▶ _What the task asks_
Go line by line through the records below. Copy whichever lines contain the string "dirt".

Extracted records
==*==
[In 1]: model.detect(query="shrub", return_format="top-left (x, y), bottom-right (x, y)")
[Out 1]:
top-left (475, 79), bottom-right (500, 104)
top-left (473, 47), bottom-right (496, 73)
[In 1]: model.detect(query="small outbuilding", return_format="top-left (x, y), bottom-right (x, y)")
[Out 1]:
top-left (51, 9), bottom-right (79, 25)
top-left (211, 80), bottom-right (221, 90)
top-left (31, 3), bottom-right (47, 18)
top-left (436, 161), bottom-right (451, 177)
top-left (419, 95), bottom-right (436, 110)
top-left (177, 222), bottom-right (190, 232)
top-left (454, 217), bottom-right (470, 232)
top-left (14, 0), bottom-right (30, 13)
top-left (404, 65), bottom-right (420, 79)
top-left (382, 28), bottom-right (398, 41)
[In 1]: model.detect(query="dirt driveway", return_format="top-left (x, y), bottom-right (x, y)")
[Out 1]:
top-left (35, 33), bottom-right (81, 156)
==*==
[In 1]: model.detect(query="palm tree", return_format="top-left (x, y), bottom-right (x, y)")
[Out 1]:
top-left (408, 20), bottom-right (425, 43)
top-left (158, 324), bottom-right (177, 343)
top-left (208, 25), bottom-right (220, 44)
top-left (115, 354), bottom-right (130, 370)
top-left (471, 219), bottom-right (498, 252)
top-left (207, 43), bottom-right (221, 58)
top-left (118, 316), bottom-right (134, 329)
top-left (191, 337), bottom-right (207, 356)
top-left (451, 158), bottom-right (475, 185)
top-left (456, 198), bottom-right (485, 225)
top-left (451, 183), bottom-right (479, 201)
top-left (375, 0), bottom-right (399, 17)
==*==
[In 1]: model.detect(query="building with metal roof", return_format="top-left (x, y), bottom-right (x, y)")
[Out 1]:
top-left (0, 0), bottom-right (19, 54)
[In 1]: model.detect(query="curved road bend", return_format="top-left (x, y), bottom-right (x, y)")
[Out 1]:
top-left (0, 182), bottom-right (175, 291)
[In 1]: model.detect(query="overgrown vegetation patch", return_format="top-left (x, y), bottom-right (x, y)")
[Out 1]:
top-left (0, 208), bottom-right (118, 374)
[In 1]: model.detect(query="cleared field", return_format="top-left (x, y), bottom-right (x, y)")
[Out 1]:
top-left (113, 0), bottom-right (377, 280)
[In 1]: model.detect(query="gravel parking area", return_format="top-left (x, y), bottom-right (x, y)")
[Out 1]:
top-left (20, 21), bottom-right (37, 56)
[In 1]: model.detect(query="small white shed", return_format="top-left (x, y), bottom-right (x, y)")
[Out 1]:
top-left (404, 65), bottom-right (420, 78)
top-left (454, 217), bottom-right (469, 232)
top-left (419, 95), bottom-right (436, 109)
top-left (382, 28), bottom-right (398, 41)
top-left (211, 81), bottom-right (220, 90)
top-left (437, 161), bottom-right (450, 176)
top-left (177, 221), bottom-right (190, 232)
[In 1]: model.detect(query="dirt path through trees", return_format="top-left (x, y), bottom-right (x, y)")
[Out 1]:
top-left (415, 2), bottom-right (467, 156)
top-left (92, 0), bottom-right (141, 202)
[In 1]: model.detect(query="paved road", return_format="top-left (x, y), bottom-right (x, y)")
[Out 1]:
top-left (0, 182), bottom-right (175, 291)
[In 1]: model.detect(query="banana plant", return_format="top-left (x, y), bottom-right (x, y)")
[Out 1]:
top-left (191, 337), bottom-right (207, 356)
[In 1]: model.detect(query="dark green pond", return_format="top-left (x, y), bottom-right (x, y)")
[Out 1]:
==*==
▶ _Result of this task_
[In 1]: model.detect(query="dirt driveway", return_format="top-left (x, y), bottom-right (x, y)")
[In 1]: model.detect(query="dirt path through trees", return_format="top-left (x, y), bottom-right (x, y)")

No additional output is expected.